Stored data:
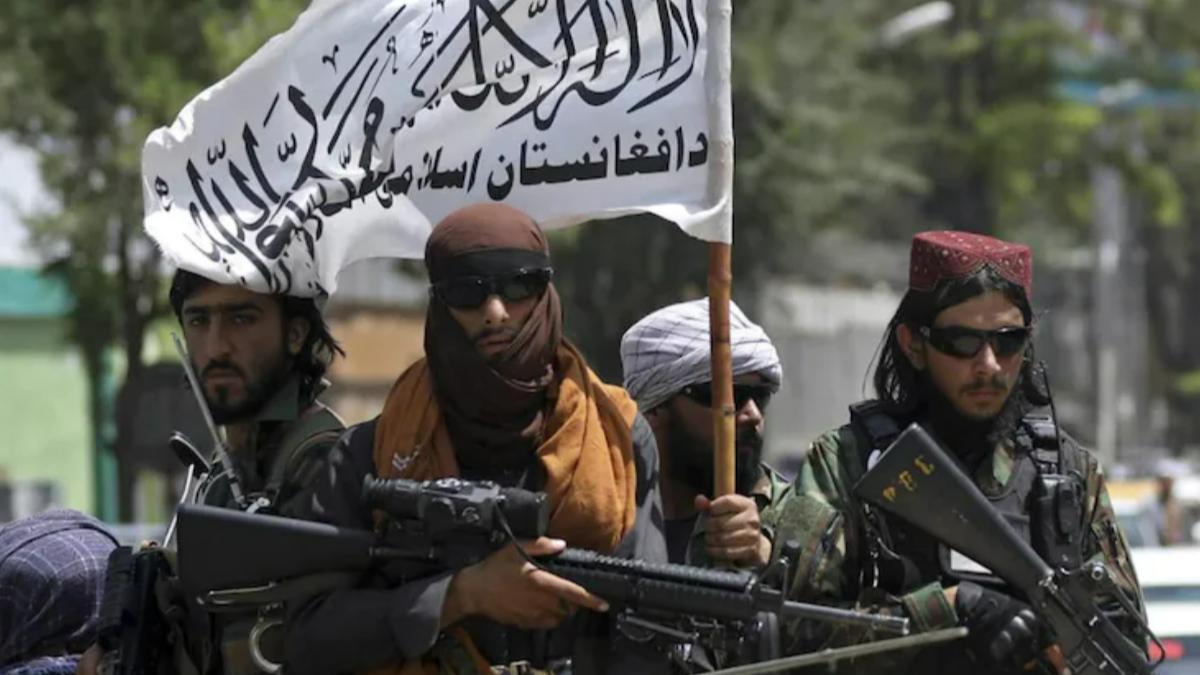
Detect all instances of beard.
[918,369,1032,471]
[201,351,292,425]
[666,414,763,495]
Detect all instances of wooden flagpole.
[708,243,737,497]
[706,0,737,497]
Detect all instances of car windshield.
[1141,586,1200,603]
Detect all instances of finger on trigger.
[538,572,608,611]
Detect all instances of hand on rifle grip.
[442,537,608,629]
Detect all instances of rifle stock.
[178,504,382,597]
[854,424,1052,591]
[179,482,908,634]
[854,424,1152,675]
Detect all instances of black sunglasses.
[430,267,553,309]
[920,325,1030,359]
[679,382,772,411]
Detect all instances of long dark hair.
[169,269,346,398]
[875,265,1049,419]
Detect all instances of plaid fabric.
[620,298,784,412]
[0,656,79,675]
[0,510,116,674]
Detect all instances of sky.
[0,136,50,265]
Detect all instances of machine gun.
[96,546,169,675]
[854,424,1157,675]
[178,478,908,661]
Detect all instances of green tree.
[0,0,301,516]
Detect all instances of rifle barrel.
[781,601,908,635]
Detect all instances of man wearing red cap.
[775,232,1141,673]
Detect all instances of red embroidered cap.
[908,229,1033,297]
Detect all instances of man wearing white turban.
[620,298,787,567]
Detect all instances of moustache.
[962,374,1013,394]
[733,426,763,452]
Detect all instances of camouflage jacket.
[772,417,1145,674]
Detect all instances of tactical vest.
[180,402,346,675]
[851,400,1085,595]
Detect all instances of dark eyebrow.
[184,303,263,315]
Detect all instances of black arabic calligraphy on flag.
[143,0,732,295]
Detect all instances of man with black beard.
[170,269,344,515]
[79,269,346,675]
[620,298,787,567]
[776,232,1141,673]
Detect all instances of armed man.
[284,204,666,674]
[80,269,344,674]
[620,298,788,568]
[170,269,344,515]
[776,232,1148,673]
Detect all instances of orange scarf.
[374,341,637,673]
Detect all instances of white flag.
[142,0,732,297]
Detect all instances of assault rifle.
[854,424,1157,675]
[179,478,908,661]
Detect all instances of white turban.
[620,298,784,412]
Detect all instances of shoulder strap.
[1021,413,1080,476]
[850,399,901,468]
[266,402,346,495]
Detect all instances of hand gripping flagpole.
[706,0,737,497]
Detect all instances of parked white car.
[1132,546,1200,675]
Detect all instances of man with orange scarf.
[286,204,667,675]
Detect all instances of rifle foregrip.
[539,549,767,621]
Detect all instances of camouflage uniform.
[176,376,346,675]
[770,413,1144,673]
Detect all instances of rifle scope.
[362,477,550,539]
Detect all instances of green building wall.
[0,316,95,512]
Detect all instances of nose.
[972,342,1002,376]
[187,318,233,364]
[484,294,509,325]
[734,399,762,428]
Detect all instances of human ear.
[287,317,312,357]
[896,323,925,370]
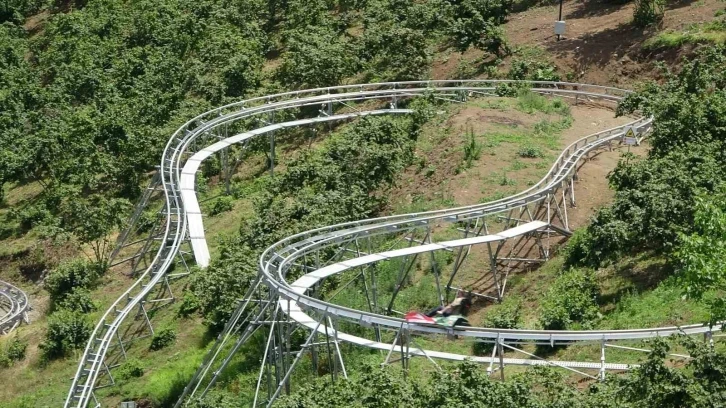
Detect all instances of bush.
[44,258,100,303]
[190,242,257,331]
[40,309,93,360]
[55,287,97,313]
[277,26,358,89]
[177,292,200,317]
[0,336,28,367]
[209,196,234,215]
[185,390,243,408]
[149,327,176,350]
[517,146,544,159]
[362,24,431,81]
[116,358,144,381]
[507,57,560,81]
[633,0,665,28]
[540,269,600,330]
[463,128,483,169]
[472,297,522,356]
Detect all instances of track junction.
[0,281,30,334]
[65,80,720,407]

■ WHAT IS BEING ASKED ■
Reproduce the entire listing above word for word, omitting the pictures.

■ SOLUTION TO THIS EXERCISE ■
Detect all instances of beard.
[918,369,1032,471]
[201,351,292,425]
[666,414,763,495]
Detect all instances of wooden flagpole.
[708,243,737,497]
[706,0,737,497]
Detect all instances of car windshield.
[1141,586,1200,603]
Detect all instances of finger on trigger.
[538,572,608,611]
Detect all instances of hand on rifle grip.
[442,537,608,629]
Detect all instances of rifle stock.
[178,504,382,597]
[854,424,1052,591]
[179,482,908,634]
[854,424,1152,675]
Detect all instances of black sunglasses.
[430,267,553,309]
[920,325,1030,359]
[679,382,772,411]
Detect all instances of long dark hair.
[169,269,346,398]
[875,265,1049,419]
Detect all instances of plaid fabric.
[620,298,784,412]
[0,656,79,675]
[0,510,116,674]
Detect all instances of sky.
[0,136,50,265]
Detect all instances of machine gun.
[96,546,169,675]
[854,424,1157,675]
[178,478,908,661]
Detect all instances of green tree.
[0,0,301,516]
Detect all instances of rifle barrel.
[781,601,908,635]
Detect all instances of man wearing red cap.
[775,232,1141,673]
Detect all instances of red embroidered cap.
[908,229,1033,297]
Detect all instances of man wearing white turban.
[620,298,787,567]
Detect all instances of moustache.
[962,374,1013,394]
[733,426,763,452]
Detect all instances of camouflage jacket.
[772,417,1145,674]
Detect all instances of tactical vest.
[180,402,346,675]
[851,400,1085,595]
Detect all instances of dark eyebrow.
[184,303,263,315]
Detect all instances of black arabic calligraphy on flag.
[143,0,732,295]
Detect all instances of man with black beard.
[170,269,344,515]
[79,269,346,675]
[620,298,787,567]
[776,232,1141,673]
Detect all instances of armed man.
[284,204,666,674]
[80,269,344,674]
[620,298,788,568]
[170,269,344,515]
[776,232,1148,673]
Detect all instances of orange scarf.
[374,341,637,673]
Detect all instances of white flag.
[142,0,732,297]
Detect all instances of assault rifle.
[854,424,1157,675]
[179,478,908,661]
Detect all instances of white turban.
[620,298,784,412]
Detect all instances of shoulder strap.
[1021,413,1080,476]
[850,399,901,468]
[266,402,346,495]
Detect all instances of hand gripping flagpole.
[706,0,737,497]
Detect all instances of parked white car.
[1132,546,1200,675]
Detect all instances of man with orange scarf.
[286,204,667,675]
Detect all instances of rifle foregrip.
[539,549,767,621]
Detect all instances of camouflage uniform.
[176,376,346,675]
[770,413,1144,673]
Detect all instances of rifle scope.
[362,477,550,539]
Detect all instances of green building wall.
[0,316,95,512]
Detect all instances of nose.
[972,342,1002,376]
[187,318,233,364]
[484,294,509,325]
[734,399,762,428]
Detect all instances of human ear.
[287,317,312,357]
[896,323,925,370]
Detect all instances of bush.
[44,258,100,303]
[190,242,257,331]
[40,309,93,360]
[55,287,97,313]
[277,26,358,89]
[177,292,200,317]
[0,336,28,367]
[209,196,234,215]
[185,390,243,408]
[149,327,176,350]
[517,146,544,159]
[362,24,431,81]
[116,358,144,381]
[507,57,560,81]
[633,0,665,28]
[540,269,600,330]
[463,128,483,169]
[472,297,522,356]
Detect all instances of track junction.
[0,281,30,334]
[65,80,720,407]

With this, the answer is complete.